:: DATA FOR THE TASK ::

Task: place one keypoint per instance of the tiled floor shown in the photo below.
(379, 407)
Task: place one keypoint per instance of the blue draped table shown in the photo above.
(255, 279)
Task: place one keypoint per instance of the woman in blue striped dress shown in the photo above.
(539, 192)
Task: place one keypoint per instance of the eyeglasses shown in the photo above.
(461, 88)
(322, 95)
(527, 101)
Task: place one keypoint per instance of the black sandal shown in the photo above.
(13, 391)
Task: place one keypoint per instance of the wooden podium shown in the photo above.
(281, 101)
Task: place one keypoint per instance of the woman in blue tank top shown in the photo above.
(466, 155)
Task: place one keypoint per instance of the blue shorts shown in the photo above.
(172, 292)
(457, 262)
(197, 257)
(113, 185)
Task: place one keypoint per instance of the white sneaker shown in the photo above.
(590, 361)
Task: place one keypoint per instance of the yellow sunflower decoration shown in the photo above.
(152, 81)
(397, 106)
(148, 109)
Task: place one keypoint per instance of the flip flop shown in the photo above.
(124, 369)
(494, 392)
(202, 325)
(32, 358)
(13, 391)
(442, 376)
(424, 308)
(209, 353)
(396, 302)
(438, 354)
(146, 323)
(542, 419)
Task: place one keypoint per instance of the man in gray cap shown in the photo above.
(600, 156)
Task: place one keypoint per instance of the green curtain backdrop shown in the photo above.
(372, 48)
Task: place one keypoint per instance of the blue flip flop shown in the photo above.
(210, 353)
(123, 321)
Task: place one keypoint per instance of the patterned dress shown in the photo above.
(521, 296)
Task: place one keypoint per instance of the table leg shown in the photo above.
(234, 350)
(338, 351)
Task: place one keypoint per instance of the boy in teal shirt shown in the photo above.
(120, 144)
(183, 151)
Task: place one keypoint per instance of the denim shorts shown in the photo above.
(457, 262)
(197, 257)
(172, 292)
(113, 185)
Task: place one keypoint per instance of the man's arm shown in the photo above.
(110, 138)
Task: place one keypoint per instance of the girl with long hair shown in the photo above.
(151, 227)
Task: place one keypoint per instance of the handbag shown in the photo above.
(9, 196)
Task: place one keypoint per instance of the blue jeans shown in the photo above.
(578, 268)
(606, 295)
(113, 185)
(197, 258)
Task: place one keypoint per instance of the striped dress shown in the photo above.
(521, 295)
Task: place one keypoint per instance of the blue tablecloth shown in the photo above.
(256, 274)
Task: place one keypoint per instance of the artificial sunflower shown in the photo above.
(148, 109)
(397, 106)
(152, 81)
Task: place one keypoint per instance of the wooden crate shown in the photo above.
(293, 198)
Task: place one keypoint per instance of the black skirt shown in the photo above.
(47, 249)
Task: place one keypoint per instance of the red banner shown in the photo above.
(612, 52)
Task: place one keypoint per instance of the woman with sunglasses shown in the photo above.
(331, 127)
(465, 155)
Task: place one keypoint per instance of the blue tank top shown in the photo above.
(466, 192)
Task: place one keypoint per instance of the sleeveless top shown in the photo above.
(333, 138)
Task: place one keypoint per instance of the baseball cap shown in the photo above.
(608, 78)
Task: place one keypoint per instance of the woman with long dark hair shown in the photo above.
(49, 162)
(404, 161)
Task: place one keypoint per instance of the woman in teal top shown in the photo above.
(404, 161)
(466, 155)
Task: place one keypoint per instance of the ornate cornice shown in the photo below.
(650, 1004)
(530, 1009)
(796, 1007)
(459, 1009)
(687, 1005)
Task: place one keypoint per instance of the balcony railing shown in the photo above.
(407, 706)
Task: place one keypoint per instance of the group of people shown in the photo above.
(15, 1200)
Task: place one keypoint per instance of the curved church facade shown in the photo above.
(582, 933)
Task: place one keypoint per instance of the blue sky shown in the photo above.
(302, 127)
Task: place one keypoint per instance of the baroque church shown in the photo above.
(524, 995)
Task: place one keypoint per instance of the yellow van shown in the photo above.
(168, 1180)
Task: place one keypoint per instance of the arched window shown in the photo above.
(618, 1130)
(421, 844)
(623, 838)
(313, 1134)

:::

**PROBLEM TO SOLVE:** Please swap every "keypoint" in the items above for "marker" and give all the items again, with nothing else changed.

**THE RESULT:**
Task: place one marker per instance of the tiled floor shown in the photo below.
(379, 407)
Task: place one marker per instance of the blue draped table shown in the photo above.
(255, 279)
Task: place one marker per instance of the woman in blue striped dress shown in the photo above.
(539, 192)
Task: place one marker per instance of the eyeglasses shown in the photo above.
(461, 88)
(322, 95)
(527, 101)
Task: place one marker per instance of the black sandal shown in the photo above.
(13, 391)
Task: place one marker per instance of the wooden podium shown in the photo above.
(281, 101)
Task: place one marker per instance of the woman in blue tank top shown in the photo above.
(466, 155)
Task: place one marker per instance of the blue shorts shown in the photo above.
(172, 292)
(457, 262)
(197, 257)
(113, 185)
Task: place one marker per instance of the white sneaker shown in the photo above.
(590, 361)
Task: place one marker per instance of the yellow sunflower decoration shown in the photo above.
(152, 81)
(397, 106)
(148, 109)
Task: place one marker per instance of the flip flop shown in the photo above.
(124, 369)
(494, 392)
(202, 325)
(32, 358)
(13, 391)
(442, 376)
(424, 308)
(209, 353)
(396, 302)
(438, 354)
(146, 323)
(542, 419)
Task: place one marker per instance of the man in gray cap shown in the photo above.
(600, 156)
Task: place one marker per instance of the green curtain backdrop shown in the photo above.
(372, 48)
Task: place one marker per instance of the blue flip flop shown in the photo above.
(210, 353)
(123, 321)
Task: place one marker per instance of the patterned dress shown in the photo above.
(521, 296)
Task: place one marker per instance of the table leg shown in the photo above.
(234, 350)
(338, 351)
Task: place one marker per instance of the boy in teal shirt shown in the photo above.
(120, 144)
(183, 151)
Task: place one marker per instance of the denim shorts shown in the photo above.
(457, 262)
(197, 257)
(172, 292)
(113, 185)
Task: place one marker per instance of the man's arm shown in the photo above.
(110, 138)
Task: place one marker per instance of the girl with long hair shown in the photo above.
(151, 227)
Task: place one marker per instance of the handbag shown in the photo above.
(9, 196)
Task: place one marker per instance of the blue jeans shown in the photo above.
(578, 268)
(606, 295)
(113, 185)
(197, 258)
Task: place one marker per instance of the striped dress shown in the photo above.
(521, 295)
Task: place one marker per instance of the blue tablecloth shown in the photo above.
(256, 274)
Task: place one marker per instance of the artificial sunflower shown in the photo above.
(148, 109)
(397, 106)
(152, 81)
Task: place one marker per instance of the wooden crate shown in the photo above.
(293, 198)
Task: place one marker per instance of the black skirt shown in the photo above.
(47, 249)
Task: place one marker per instance of the red banner shown in the photo above.
(612, 52)
Task: place one marker per instance of the woman with sunglasses shown in the photo above.
(331, 127)
(465, 155)
Task: place one marker per instance of the blue tank top shown in the photo above.
(466, 192)
Task: place one marker per instance of the sleeveless top shown in the photo above.
(333, 138)
Task: place one marker per instance of the baseball cap shown in the photo above.
(608, 78)
Task: place one marker per instance of the woman with long dark hair shown in the photo above.
(49, 162)
(404, 161)
Task: place one marker per instance of the woman in teal top shown in the photo above.
(404, 161)
(466, 155)
Task: place one marker per instance of the ornate cornice shown in the photo below.
(650, 1004)
(530, 1009)
(796, 1007)
(459, 1009)
(687, 1005)
Task: place one marker per instance of the balcony railing shown in the photo above.
(407, 706)
Task: place one marker per instance of the group of people shown in the photo above.
(15, 1200)
Task: place one marker per instance of the curved church facade shown in the photo above.
(582, 933)
Task: place one marker per instance of the blue sky shown in the photo above.
(302, 127)
Task: place one marker per instance of the baroque church shown in the photo above.
(524, 995)
Task: place one marker per instance of the yellow van shown in the photo above.
(168, 1180)
Task: place one marker per instance of the arched window shown in the photo above.
(618, 1130)
(421, 844)
(623, 838)
(313, 1134)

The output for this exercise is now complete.